___ TEXTO APRESENTADO

Os pesquisadores analisaram 30 amostras de produtos vendidos no mercado brasileiro. Na ausência de parâmetros nacionais, utilizaram como referência os limites estabelecidos pela União Europeia (UE), conhecida por seu rigor regulatório.

Na primeira análise, baseada em 23 contaminantes pré-selecionados, foram detectados fenitrotiona, clorpirifós e bifentrina, embora em níveis abaixo dos limites europeus. O dado mais alarmante, contudo, foi a presença do carbofurano em 10% das amostras — agrotóxico banido no Brasil desde 2017.

A segunda fase do estudo, mais abrangente, revelou resultados ainda mais preocupantes. Seis compostos apareceram em 86,6% das amostras: ftalimida, cis-1,2,3,6-tetra-hidroftalimida, pyridaben, bupirimate, piperonil butóxido e metamidofós (este último proibido no país desde 2012). Destes, o pyridaben, a ftalimida e a cis-1,2,3,6-tetra-hidroftalimida estavam em concentrações acima dos limites europeus.

Os pesquisadores ressaltam que o objetivo não é desencorajar o consumo desses produtos, mas garantir que atendam aos padrões de segurança necessários para a nutrição infantil. As amostras foram analisadas em 2023 e, por questões éticas, as marcas não foram divulgadas.

______

• [ENUNCIADO] Com base no texto sobre contaminantes em produtos para nutrição infantil, liste os compostos que apareceram em 86,6% das amostras na segunda fase do estudo. Os itens abaixo não são necessários.

___ CONJUNTO DE ITENS

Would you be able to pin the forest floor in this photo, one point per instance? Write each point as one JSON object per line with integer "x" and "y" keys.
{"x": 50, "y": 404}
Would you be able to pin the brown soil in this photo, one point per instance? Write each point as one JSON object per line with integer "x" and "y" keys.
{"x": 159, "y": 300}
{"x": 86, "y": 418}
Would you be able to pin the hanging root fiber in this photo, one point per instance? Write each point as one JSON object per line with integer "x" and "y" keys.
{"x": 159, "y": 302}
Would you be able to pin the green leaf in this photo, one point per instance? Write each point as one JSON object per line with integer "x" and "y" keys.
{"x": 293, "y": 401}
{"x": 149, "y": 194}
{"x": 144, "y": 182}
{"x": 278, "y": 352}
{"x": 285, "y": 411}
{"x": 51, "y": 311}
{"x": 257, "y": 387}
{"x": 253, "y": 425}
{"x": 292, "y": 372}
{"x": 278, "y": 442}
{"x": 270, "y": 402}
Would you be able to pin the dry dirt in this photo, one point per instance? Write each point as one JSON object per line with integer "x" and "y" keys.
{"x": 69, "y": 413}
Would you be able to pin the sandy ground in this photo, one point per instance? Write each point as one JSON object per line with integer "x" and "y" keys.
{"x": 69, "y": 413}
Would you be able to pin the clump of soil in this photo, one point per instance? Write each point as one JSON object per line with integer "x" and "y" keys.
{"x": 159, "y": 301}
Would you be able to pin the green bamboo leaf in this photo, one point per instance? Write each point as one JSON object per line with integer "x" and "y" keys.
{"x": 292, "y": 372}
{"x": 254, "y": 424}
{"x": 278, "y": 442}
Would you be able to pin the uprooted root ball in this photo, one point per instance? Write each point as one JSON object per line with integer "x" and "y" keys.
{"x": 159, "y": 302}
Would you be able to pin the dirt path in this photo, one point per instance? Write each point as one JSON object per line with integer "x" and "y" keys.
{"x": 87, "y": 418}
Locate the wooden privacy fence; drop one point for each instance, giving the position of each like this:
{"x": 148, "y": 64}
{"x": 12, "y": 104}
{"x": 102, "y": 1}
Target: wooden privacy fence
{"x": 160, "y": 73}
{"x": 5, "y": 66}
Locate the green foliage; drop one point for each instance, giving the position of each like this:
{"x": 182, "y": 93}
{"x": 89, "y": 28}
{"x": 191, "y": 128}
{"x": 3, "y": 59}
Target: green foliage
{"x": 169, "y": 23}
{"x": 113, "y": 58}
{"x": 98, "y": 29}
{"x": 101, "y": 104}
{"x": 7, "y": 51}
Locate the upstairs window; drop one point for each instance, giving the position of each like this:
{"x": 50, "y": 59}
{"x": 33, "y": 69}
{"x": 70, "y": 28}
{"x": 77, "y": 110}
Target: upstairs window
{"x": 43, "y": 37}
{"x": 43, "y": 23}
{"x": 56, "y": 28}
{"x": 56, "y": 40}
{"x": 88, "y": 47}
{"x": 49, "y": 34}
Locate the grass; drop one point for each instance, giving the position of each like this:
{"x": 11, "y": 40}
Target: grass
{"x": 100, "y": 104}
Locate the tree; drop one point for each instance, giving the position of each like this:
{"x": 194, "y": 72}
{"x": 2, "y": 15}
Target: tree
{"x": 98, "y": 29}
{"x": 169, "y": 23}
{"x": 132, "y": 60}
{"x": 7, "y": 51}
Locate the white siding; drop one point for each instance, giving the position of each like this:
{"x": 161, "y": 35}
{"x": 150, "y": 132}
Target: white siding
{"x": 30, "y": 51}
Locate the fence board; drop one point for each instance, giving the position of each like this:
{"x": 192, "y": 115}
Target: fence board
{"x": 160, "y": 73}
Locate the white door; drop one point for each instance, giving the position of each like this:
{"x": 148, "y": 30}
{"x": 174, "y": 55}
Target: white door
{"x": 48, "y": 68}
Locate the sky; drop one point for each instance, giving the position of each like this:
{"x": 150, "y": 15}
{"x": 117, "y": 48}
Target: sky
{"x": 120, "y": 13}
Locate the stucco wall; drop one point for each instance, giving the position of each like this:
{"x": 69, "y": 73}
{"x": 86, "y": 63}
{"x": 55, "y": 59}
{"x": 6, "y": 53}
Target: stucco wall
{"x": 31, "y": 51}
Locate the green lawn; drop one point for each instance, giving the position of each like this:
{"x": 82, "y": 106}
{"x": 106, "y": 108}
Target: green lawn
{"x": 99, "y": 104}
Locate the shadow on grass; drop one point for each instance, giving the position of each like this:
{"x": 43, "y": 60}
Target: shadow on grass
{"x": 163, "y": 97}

______

• [RESULTADO]
- ftalimida
- cis-1,2,3,6-tetra-hidroftalimida
- pyridaben
- bupirimate
- piperonil butóxido
- metamidofós